AIM:
Lay out, as a numbered list without blank lines, only the part of the entries below that opens with the line containing "of the handwritten" and closes with the line containing "x=352 y=252".

[Dataset entries]
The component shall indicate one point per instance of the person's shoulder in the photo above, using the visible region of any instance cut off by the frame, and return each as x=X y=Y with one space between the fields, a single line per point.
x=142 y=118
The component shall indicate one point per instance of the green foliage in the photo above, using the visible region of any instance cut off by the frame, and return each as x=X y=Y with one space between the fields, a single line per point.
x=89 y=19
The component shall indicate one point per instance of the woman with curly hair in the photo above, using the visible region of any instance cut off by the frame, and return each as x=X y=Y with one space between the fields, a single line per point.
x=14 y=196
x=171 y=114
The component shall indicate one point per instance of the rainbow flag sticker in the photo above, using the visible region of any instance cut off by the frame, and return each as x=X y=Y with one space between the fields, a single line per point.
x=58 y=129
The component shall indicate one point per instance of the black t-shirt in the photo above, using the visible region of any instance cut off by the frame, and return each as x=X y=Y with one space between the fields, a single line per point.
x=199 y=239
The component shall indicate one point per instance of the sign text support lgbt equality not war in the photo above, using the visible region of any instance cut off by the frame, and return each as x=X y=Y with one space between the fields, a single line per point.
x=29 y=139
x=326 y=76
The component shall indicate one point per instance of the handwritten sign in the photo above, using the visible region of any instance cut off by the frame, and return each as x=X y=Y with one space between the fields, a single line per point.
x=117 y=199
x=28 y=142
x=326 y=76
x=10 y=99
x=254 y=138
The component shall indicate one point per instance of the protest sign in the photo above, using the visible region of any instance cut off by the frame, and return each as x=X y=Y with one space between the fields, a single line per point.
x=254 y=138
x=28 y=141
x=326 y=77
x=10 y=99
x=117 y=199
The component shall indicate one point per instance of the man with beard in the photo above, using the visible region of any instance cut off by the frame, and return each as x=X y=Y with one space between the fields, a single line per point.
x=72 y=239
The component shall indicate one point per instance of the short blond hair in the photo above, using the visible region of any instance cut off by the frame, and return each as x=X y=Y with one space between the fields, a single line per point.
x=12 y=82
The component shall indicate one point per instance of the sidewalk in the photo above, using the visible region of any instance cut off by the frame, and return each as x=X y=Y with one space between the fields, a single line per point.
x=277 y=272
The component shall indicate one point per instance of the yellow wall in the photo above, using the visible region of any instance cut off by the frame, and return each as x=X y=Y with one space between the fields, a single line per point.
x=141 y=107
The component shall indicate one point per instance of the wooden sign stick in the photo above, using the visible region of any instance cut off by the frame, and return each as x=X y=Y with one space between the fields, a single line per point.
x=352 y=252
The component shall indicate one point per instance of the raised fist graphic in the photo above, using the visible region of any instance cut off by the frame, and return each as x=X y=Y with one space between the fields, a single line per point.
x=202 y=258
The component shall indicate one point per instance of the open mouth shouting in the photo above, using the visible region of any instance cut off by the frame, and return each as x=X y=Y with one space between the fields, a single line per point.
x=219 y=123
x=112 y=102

COMPLETE RESPONSE:
1. The component shall indicate one point per instance of the handwritten sign in the photo above, using the visible region of any instance cut off by the frame, and return each as x=X y=Y with one space between the fields, a single line per point.
2. x=117 y=199
3. x=28 y=142
4. x=326 y=76
5. x=10 y=99
6. x=254 y=138
7. The component shall indicate one point per instance of the protest sign in the photo above, using the visible region of any instance cut off by the frame, and return each as x=X y=Y with one space between the fields, a single line per point.
8. x=254 y=138
9. x=28 y=141
10. x=326 y=77
11. x=10 y=99
12. x=117 y=199
13. The component shall indicate one point per instance of the man with beard in the photo above, using the visible region of any instance cut off by the frame, and return each as x=X y=Y with one space between the fields, a single line per point.
14. x=72 y=239
15. The component shall indicate one point per instance of the short blond hair in the photo above, using the visible region of any instance cut off by the frame, and return each as x=X y=Y with one space between the fields, a single line per point.
16. x=12 y=82
17. The component shall indicate one point per instance of the sidewalk in the photo above, using the visible region of any instance cut off by the frame, and return each as x=X y=Y with one space between the fields, a single line per point.
18. x=277 y=272
19. The component shall indicate one point per instance of the yellow wall in the photo above, using the visible region of any instance cut off by the frame, and return each as x=X y=Y with one space between the fields, a single line per point.
20. x=141 y=107
21. The component shall indicate one point per instance of the wooden sign stick in the photo above, using the visible region of any instance cut off by the frame, and return each as x=X y=Y with one space between the fields, a single line per point.
22. x=352 y=252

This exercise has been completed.